• _Data provided_
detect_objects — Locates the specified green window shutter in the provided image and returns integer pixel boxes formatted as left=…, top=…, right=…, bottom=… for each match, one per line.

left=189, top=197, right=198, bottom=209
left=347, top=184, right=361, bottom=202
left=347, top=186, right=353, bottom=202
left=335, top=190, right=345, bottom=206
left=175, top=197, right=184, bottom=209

• _Aim of the exercise_
Exact copies of all the entries above should be returned.

• _Result of this task_
detect_objects — Locates the specified green window shutter in the provided image and returns integer pixel boxes formatted as left=…, top=…, right=…, bottom=… for each match, one per line.

left=189, top=197, right=198, bottom=209
left=347, top=184, right=361, bottom=202
left=347, top=186, right=353, bottom=202
left=335, top=190, right=345, bottom=206
left=175, top=197, right=184, bottom=209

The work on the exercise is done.